(Position identification records)
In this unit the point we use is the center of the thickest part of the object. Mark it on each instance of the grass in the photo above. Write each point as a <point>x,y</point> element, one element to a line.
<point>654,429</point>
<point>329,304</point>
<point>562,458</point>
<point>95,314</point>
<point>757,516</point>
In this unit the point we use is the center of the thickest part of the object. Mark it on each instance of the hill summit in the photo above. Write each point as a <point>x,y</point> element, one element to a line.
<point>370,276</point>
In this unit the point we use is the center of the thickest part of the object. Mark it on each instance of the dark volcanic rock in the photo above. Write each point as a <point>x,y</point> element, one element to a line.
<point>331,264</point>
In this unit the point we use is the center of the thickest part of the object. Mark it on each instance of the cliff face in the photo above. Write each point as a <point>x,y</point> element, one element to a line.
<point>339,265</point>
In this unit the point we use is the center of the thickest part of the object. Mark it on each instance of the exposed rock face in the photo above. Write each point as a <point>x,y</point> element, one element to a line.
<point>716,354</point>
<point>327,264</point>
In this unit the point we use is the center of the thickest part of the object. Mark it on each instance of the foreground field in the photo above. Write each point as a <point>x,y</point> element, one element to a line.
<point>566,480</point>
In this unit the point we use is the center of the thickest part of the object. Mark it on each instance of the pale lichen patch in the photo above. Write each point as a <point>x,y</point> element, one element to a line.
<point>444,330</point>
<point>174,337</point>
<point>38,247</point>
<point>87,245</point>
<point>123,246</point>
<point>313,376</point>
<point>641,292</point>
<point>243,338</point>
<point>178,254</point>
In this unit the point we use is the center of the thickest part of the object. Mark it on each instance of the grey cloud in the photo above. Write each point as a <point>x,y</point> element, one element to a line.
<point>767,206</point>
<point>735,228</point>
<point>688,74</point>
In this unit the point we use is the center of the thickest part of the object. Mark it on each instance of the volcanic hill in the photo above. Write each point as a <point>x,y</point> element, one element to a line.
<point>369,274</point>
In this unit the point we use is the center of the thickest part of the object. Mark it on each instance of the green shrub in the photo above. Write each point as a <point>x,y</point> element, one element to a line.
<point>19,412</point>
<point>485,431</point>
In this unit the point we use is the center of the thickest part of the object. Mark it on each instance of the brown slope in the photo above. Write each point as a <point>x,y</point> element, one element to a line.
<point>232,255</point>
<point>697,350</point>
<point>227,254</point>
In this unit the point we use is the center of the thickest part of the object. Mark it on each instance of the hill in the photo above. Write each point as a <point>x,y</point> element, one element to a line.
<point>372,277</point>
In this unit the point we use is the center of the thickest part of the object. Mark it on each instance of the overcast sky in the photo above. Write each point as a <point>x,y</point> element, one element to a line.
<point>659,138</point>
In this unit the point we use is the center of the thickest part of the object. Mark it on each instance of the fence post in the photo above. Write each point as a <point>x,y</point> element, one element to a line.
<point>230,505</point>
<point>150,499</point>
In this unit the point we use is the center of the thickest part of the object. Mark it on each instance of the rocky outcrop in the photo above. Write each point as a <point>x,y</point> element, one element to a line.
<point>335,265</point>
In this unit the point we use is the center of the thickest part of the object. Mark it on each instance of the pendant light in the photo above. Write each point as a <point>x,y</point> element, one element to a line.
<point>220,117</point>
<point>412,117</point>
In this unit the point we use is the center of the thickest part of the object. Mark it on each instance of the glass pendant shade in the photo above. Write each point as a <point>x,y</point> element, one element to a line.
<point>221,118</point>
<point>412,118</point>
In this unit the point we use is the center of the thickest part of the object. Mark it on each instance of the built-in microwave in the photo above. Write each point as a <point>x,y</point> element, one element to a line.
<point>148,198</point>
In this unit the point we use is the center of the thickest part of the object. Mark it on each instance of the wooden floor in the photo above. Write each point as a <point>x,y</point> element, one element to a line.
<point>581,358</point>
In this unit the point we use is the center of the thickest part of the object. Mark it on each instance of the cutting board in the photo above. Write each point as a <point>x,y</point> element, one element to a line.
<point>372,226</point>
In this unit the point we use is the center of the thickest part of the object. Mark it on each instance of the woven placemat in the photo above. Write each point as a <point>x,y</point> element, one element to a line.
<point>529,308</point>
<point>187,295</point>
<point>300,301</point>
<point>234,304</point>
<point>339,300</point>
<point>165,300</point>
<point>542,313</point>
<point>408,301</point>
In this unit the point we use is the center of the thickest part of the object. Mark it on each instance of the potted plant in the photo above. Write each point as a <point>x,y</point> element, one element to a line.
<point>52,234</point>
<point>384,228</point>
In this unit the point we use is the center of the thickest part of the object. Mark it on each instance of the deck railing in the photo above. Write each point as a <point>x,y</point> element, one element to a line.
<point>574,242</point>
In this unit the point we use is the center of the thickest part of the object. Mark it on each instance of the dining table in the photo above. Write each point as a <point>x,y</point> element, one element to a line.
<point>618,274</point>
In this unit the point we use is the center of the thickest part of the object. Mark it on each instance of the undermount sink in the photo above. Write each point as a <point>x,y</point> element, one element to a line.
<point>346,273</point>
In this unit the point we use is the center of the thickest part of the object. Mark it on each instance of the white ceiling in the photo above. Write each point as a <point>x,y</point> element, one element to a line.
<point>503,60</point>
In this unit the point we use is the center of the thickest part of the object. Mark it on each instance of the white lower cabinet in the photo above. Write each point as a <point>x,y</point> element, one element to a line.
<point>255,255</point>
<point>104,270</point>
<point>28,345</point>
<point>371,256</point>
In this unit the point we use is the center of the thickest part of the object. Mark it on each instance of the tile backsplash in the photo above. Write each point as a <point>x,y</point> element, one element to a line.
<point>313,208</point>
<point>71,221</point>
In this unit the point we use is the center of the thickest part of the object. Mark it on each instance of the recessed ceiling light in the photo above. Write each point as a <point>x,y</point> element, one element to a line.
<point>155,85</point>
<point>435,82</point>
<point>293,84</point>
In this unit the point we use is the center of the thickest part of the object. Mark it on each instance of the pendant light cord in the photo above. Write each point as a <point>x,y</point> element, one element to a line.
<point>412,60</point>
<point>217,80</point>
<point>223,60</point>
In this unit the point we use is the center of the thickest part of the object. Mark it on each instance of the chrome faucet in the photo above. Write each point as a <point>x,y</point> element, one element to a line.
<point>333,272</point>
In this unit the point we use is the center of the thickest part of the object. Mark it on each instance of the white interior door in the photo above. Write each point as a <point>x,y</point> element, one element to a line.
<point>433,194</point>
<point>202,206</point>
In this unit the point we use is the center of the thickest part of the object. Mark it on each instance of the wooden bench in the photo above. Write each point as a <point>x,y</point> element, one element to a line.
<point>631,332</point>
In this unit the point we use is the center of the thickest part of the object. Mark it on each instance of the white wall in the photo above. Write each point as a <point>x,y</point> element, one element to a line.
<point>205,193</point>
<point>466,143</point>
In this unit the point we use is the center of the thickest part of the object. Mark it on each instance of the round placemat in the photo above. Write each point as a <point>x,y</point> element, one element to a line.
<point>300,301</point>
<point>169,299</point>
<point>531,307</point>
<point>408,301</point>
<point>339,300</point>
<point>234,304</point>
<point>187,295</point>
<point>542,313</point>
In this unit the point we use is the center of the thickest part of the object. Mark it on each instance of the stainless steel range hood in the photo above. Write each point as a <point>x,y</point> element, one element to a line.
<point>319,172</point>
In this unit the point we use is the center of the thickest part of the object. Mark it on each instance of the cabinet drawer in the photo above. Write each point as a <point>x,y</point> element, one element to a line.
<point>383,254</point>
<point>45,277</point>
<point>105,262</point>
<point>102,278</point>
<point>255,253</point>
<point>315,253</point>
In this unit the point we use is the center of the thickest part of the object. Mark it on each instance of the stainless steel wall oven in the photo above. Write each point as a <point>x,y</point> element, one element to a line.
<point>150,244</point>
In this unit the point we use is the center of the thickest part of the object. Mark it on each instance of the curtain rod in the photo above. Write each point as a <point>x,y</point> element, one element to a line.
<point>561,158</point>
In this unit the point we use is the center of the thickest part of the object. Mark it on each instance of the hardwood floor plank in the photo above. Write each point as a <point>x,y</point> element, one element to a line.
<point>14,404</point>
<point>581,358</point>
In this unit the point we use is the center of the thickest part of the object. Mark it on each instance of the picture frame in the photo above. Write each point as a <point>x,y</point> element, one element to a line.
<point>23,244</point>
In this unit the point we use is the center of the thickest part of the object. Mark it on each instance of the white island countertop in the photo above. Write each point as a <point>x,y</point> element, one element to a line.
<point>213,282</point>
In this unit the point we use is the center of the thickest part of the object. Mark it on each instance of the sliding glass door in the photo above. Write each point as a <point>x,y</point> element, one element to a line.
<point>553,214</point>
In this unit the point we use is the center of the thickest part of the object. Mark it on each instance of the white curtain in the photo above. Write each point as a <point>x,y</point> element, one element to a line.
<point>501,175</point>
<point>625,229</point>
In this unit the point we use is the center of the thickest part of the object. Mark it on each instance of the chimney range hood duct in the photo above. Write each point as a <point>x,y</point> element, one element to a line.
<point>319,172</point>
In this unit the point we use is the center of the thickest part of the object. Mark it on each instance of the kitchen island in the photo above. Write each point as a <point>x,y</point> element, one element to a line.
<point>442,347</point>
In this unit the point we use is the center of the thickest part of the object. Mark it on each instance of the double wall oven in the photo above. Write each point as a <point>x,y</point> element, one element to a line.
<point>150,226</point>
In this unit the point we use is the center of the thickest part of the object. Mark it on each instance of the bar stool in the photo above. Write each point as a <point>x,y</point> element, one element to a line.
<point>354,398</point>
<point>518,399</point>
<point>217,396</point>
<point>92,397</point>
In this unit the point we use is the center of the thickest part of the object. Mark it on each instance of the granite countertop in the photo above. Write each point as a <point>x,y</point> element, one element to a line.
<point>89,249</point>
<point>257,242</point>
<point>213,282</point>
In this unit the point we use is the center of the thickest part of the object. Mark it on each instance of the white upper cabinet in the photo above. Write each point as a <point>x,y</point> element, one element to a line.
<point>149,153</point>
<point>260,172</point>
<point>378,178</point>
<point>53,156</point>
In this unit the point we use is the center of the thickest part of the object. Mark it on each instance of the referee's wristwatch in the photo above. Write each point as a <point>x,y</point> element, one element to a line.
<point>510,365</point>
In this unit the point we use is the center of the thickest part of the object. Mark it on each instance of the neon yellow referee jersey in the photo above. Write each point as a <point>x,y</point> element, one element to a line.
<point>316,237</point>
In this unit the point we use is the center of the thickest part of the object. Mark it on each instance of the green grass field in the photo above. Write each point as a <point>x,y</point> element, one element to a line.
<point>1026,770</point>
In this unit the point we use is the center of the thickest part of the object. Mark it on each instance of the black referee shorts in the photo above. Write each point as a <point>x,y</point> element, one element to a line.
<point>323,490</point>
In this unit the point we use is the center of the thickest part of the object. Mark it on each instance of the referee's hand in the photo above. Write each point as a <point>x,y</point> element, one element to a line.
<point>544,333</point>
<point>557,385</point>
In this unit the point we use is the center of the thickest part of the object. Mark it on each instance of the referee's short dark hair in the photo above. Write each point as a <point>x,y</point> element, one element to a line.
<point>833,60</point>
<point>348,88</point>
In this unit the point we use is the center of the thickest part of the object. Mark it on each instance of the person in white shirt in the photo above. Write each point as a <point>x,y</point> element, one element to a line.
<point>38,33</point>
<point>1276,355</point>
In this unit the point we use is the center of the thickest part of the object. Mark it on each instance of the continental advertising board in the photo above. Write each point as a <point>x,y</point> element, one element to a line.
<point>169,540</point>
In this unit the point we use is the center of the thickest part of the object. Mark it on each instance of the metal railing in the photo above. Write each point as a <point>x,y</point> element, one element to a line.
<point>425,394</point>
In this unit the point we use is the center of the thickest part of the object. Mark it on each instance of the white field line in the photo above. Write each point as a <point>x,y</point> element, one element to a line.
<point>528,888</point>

● **To do**:
Rewrite the data from the line with "of the foreground" through the line with "<point>178,254</point>", both included, with every line kept in place. Increase each number in the point coordinates by 6.

● **Exercise result**:
In this unit the point we use is the center of the thickest part of the object. Mark it on each instance of the foreground field in the photo above. Write each point as a <point>x,y</point> element, one element to a line.
<point>572,486</point>
In this unit the point we use is the center of the thickest part of the object. Mark it on each instance of the pale lichen patch in the photo above. Write each point as a <point>x,y</point> element, one element to a line.
<point>450,336</point>
<point>180,343</point>
<point>44,253</point>
<point>93,251</point>
<point>129,252</point>
<point>319,382</point>
<point>647,298</point>
<point>249,344</point>
<point>184,260</point>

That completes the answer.